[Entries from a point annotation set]
___
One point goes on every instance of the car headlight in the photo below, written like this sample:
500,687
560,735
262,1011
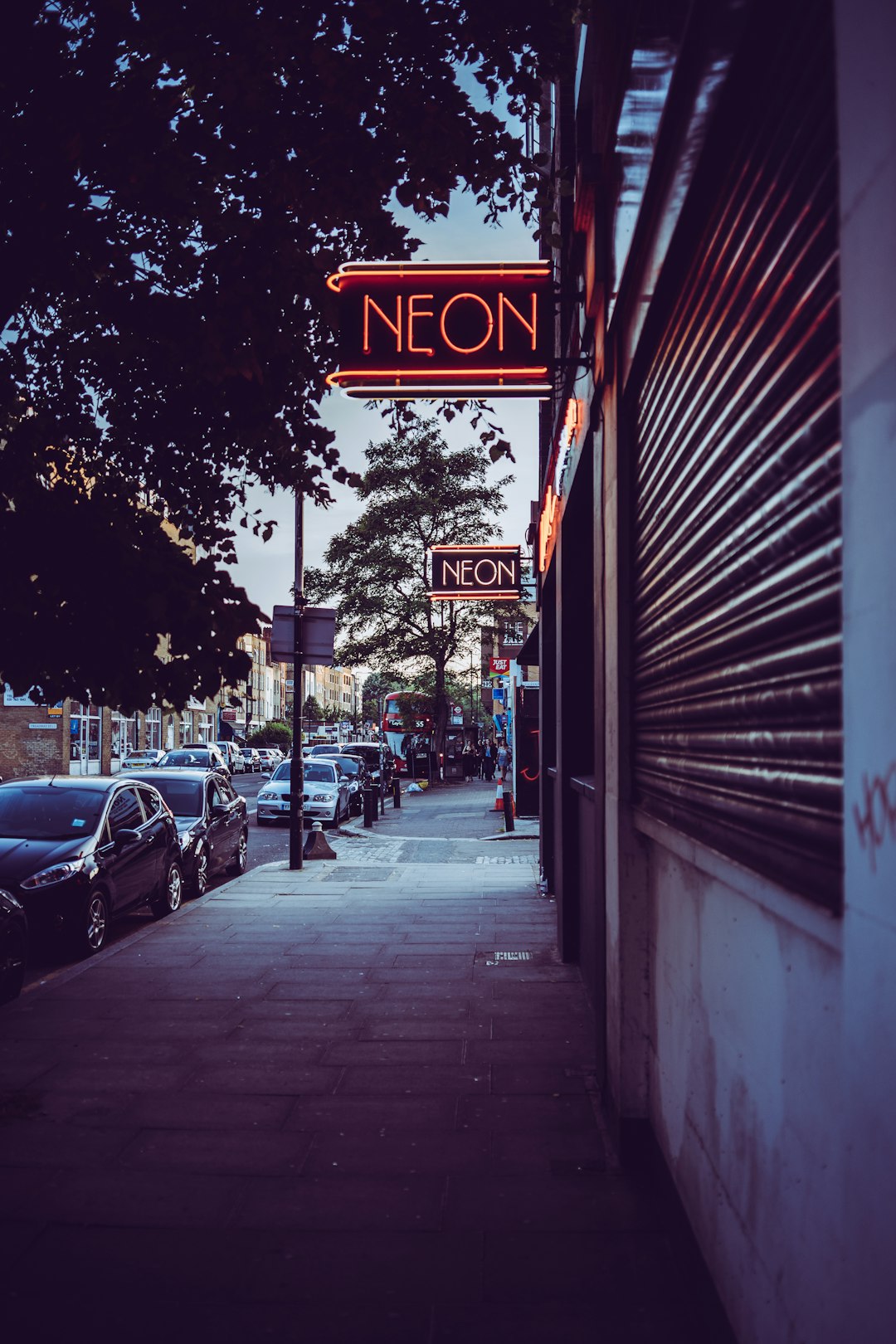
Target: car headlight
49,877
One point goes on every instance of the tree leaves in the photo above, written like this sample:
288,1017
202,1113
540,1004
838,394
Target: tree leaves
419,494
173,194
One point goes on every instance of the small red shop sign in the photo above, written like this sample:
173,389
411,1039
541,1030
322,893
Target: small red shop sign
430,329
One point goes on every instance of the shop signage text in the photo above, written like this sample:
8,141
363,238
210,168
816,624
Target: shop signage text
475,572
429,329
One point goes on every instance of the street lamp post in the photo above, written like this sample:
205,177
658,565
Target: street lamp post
___
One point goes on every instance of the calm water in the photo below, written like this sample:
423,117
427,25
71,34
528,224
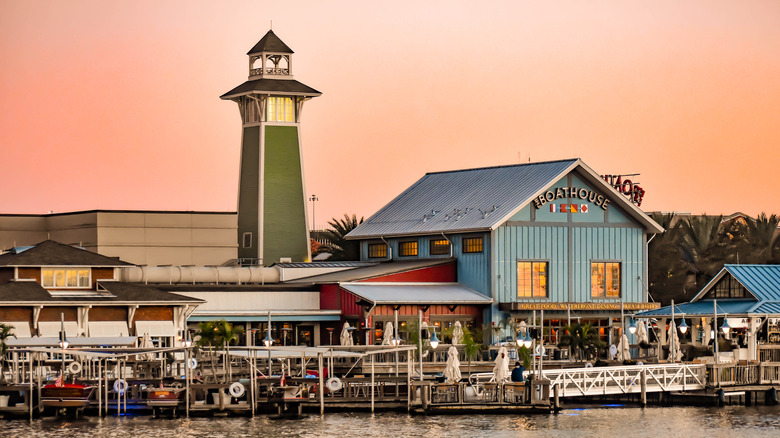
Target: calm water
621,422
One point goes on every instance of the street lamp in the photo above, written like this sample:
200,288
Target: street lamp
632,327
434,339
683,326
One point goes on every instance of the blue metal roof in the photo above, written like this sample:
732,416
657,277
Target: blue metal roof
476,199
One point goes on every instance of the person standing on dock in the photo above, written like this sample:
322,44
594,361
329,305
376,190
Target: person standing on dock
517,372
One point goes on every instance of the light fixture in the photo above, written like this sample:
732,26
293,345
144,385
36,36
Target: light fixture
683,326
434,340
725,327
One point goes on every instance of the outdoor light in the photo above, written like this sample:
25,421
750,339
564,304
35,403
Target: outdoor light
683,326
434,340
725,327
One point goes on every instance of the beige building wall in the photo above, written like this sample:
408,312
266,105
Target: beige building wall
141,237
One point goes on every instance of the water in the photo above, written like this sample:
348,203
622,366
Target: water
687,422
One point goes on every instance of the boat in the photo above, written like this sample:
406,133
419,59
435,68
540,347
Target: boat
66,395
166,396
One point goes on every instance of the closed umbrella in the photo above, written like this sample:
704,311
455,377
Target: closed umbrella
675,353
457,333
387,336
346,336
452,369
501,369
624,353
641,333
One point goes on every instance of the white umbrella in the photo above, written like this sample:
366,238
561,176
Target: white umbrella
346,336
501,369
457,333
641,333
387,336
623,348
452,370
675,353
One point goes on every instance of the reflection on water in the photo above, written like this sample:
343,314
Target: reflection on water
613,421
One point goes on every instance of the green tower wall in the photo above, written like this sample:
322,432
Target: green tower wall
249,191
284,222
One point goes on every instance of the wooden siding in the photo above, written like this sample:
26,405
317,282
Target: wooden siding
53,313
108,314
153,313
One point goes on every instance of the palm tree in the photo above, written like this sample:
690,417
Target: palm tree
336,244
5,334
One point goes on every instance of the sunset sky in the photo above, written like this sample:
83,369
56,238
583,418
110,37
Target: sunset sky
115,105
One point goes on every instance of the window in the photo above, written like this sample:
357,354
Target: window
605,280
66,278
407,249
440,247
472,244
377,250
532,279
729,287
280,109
___
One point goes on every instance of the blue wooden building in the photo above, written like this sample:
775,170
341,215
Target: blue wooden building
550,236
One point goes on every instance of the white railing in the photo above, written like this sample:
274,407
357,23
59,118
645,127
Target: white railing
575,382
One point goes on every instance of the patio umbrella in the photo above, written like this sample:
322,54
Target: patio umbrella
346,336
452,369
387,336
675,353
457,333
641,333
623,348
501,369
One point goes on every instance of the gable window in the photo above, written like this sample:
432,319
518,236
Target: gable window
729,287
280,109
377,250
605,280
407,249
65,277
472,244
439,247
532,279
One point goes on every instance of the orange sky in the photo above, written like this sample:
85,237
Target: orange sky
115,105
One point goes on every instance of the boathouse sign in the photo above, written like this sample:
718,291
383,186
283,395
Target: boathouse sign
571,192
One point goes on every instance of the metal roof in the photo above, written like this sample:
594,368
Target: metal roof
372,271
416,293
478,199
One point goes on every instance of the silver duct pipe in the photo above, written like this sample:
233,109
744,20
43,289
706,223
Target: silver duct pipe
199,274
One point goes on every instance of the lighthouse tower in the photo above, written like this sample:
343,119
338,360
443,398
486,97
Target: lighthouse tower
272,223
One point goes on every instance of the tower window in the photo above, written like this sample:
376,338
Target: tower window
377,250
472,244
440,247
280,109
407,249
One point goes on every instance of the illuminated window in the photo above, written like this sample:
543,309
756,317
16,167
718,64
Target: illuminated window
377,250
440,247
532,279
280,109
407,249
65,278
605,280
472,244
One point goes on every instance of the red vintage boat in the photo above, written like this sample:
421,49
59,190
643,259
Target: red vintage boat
___
What is asked: Rewrite the listing above, from the line with "One point goes on every instance of the car" to the line with "Target: street lamp post", as a Markdown table with the columns No. and Line, giving each line its own numbered row and skipping blank lines. Leave the pictures out.

Result of this exercise:
| No. | Line |
|---|---|
| 1 | One point goes on every instance of the car headlight in the photo below, written like this sample: |
| 2 | 500,687 |
| 3 | 560,735 |
| 4 | 262,1011 |
| 5 | Target: car headlight |
| 6 | 49,877 |
| 7 | One point goes on every instance of the tree leaves in the photo above, written like this sample: |
| 8 | 288,1017 |
| 9 | 202,1113 |
| 10 | 540,1004 |
| 11 | 838,394 |
| 12 | Target: tree leaves |
| 13 | 419,494 |
| 14 | 173,194 |
| 15 | One point goes on every instance of the small red shop sign in the photo above, written like this sample: |
| 16 | 173,389 |
| 17 | 411,1039 |
| 18 | 541,1030 |
| 19 | 322,893 |
| 20 | Target: small red shop sign |
| 21 | 430,329 |
| 22 | One point goes on every instance of the shop signage text in the photo above, written like this sample: |
| 23 | 8,141 |
| 24 | 363,238 |
| 25 | 210,168 |
| 26 | 816,624 |
| 27 | Target: shop signage text |
| 28 | 475,572 |
| 29 | 429,329 |
| 30 | One point goes on every instance of the street lamp post in the photo above, written like this sample: |
| 31 | 205,177 |
| 32 | 658,565 |
| 33 | Target: street lamp post |